TASK INPUTS:
● ● ● ● ● ● ●

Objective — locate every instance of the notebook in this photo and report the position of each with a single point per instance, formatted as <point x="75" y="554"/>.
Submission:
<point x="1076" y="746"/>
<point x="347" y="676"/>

● ● ● ● ● ● ●

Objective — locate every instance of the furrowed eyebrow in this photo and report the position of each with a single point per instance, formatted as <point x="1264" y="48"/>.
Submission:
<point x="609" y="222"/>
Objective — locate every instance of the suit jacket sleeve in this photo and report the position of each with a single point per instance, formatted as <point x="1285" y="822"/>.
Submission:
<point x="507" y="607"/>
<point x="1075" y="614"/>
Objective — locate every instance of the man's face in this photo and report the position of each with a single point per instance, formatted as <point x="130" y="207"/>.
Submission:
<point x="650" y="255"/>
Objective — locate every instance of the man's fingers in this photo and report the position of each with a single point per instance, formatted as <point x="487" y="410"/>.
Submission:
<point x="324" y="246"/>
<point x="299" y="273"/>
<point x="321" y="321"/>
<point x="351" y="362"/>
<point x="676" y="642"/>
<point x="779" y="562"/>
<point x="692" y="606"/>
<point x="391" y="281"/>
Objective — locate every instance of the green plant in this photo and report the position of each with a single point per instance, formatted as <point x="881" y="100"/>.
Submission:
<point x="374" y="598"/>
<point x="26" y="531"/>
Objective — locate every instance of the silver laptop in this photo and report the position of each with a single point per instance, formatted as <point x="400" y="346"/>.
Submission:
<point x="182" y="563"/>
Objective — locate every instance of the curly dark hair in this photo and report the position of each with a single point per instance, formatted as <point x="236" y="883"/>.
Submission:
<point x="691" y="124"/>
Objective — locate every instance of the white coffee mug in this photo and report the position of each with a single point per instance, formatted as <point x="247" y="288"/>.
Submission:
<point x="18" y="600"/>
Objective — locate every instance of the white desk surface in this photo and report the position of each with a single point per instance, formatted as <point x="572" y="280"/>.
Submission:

● ● ● ● ● ● ●

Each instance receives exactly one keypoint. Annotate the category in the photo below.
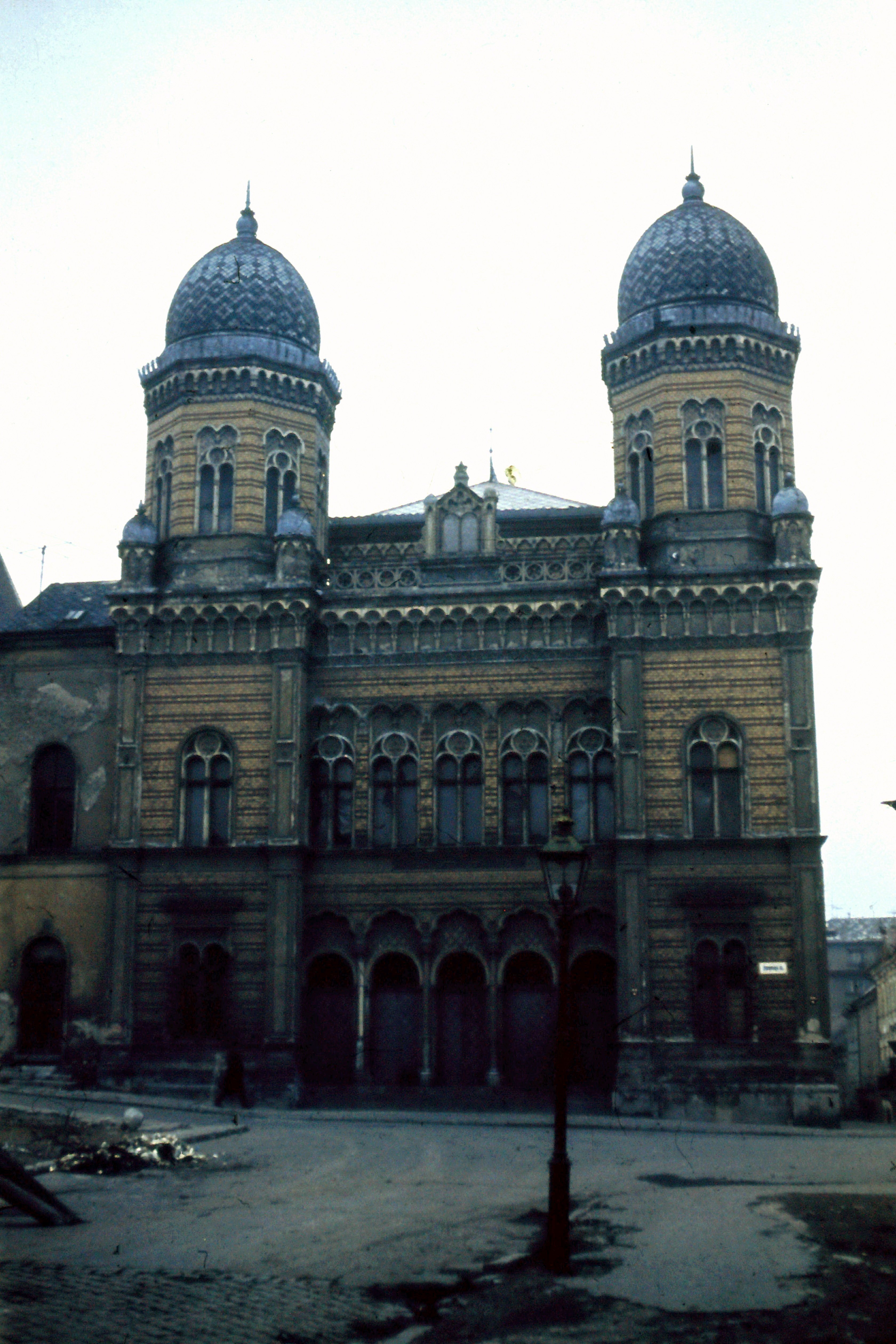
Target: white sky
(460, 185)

● ● ● ● ● ● ●

TASK REQUIREMENTS: Please, from the entries above, set down exactly the lines from the one containing "Objective — locate every instance of the man's face" through the one containing "Objective — locate every instance of the green", and only those.

ANSWER:
Objective — locate every instance of the man's face in this photo and report the position of each with a single point per instance, formatted as <point x="130" y="207"/>.
Submission:
<point x="650" y="255"/>
Objective — locate every instance of the man's fingers in this photo and report the position of each with a single point per instance, formatted as <point x="487" y="410"/>.
Submission:
<point x="324" y="246"/>
<point x="299" y="273"/>
<point x="321" y="321"/>
<point x="351" y="362"/>
<point x="676" y="642"/>
<point x="779" y="562"/>
<point x="692" y="606"/>
<point x="391" y="281"/>
Objective — locate every instance of the green plant in this photo and report the position of each with a single point per instance, formatted as <point x="881" y="100"/>.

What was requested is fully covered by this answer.